### EXTRACTED RECORDS
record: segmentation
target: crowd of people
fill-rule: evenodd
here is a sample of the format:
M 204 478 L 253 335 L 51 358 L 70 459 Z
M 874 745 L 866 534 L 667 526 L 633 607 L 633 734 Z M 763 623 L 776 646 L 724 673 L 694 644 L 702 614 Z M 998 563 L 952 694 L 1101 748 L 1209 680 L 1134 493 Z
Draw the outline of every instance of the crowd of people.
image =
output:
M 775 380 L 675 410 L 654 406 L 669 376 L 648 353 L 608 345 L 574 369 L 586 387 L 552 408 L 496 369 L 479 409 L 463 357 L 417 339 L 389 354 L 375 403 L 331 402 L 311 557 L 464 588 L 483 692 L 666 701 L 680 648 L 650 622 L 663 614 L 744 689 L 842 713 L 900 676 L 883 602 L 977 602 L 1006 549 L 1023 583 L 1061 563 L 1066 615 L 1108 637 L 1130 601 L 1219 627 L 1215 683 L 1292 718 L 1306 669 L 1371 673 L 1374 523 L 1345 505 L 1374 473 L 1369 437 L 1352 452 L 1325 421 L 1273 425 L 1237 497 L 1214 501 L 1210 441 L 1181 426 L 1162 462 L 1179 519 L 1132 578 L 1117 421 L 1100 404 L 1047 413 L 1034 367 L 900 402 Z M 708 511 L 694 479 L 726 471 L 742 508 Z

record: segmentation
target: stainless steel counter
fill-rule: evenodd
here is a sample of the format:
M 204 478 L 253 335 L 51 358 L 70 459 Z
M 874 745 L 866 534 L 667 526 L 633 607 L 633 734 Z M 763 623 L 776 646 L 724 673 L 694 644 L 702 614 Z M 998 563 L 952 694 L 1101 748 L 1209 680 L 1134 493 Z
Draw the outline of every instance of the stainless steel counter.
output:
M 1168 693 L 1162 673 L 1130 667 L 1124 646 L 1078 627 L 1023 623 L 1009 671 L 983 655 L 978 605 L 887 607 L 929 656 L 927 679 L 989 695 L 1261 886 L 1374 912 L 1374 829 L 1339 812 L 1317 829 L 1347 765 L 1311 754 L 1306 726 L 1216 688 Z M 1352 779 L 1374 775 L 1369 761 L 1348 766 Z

### ASSIGNMENT
Reproduce the whole of the records exactly, so that no line differs from the source above.

### SOLUTION
record: segmentation
target: crowd of people
fill-rule: evenodd
here is a sample of the format:
M 204 478 L 253 335 L 51 358 L 70 459 Z
M 874 745 L 866 534 L 667 526 L 633 607 L 633 734 Z M 763 623 L 776 646 L 724 673 L 694 644 L 702 614 Z M 998 563 L 952 694 L 1101 748 L 1209 680 L 1134 493 Z
Draw the outline of every instance of the crowd of people.
image =
output:
M 775 380 L 675 410 L 654 406 L 669 376 L 648 353 L 608 345 L 574 369 L 586 387 L 552 408 L 496 369 L 479 409 L 463 357 L 417 339 L 389 354 L 375 403 L 331 402 L 311 557 L 464 588 L 483 692 L 666 701 L 680 648 L 650 622 L 663 614 L 744 689 L 842 713 L 900 676 L 883 602 L 977 602 L 1006 549 L 1023 583 L 1061 563 L 1066 615 L 1108 637 L 1130 601 L 1219 627 L 1215 683 L 1292 718 L 1306 669 L 1371 673 L 1374 523 L 1345 505 L 1374 473 L 1369 437 L 1352 452 L 1325 421 L 1273 425 L 1237 497 L 1214 501 L 1210 441 L 1181 426 L 1162 462 L 1179 519 L 1132 578 L 1117 421 L 1100 404 L 1047 413 L 1034 367 L 900 402 Z M 708 511 L 694 479 L 726 471 L 742 508 Z

record: segmentation
target: stainless steel counter
fill-rule: evenodd
here is a sample of the format:
M 204 478 L 253 335 L 51 358 L 70 459 Z
M 874 745 L 866 534 L 667 526 L 633 607 L 633 734 Z M 763 623 L 776 646 L 724 673 L 694 644 L 702 614 Z M 998 563 L 952 694 L 1101 748 L 1209 680 L 1134 493 Z
Draw the outline of every instance of the stainless steel counter.
output:
M 1168 693 L 1162 673 L 1130 667 L 1124 646 L 1078 627 L 1023 623 L 1009 671 L 983 655 L 978 605 L 887 607 L 929 656 L 927 679 L 989 695 L 1261 886 L 1374 912 L 1374 829 L 1339 812 L 1317 829 L 1347 765 L 1311 754 L 1306 726 L 1216 688 Z M 1352 779 L 1374 775 L 1369 761 L 1348 766 Z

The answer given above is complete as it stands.